- [WHAT THE TASK ASKS] Run through the records and, wherever a line holds the word "laptop", return that line.

--- START ---

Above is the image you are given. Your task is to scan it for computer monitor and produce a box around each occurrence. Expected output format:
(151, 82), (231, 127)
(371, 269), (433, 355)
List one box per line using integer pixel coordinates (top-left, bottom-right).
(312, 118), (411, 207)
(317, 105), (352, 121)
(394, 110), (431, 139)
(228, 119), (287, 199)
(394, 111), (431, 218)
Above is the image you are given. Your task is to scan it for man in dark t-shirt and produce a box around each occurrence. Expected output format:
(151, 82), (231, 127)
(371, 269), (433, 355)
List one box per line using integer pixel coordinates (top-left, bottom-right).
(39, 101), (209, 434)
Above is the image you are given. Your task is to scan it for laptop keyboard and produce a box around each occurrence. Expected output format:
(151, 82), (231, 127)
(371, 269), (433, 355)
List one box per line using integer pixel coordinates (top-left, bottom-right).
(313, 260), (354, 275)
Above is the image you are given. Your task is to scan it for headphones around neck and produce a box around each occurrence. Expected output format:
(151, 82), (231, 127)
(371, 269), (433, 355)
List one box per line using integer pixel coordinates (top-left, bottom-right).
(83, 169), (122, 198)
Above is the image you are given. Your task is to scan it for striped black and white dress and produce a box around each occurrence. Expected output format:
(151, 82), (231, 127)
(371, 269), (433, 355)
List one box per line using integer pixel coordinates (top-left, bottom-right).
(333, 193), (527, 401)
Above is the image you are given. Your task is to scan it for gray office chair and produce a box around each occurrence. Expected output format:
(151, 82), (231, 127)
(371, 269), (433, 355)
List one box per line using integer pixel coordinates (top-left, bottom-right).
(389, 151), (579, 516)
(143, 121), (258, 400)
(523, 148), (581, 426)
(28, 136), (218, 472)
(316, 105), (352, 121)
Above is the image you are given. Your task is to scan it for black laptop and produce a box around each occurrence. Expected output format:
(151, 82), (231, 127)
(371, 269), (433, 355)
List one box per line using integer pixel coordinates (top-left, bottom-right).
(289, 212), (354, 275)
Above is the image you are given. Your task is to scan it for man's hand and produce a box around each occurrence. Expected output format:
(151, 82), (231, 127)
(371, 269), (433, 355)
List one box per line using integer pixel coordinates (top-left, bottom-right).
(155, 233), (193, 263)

--- END ---

- [RESPONSE AREA]
Above is the image you are given. Your task is to scan it for laptop keyboard and produce a box around each occurrence. Expected output format:
Above is the image you are given. Your task is to scan it for black laptop and produce a box around each occurrence. Expected output format:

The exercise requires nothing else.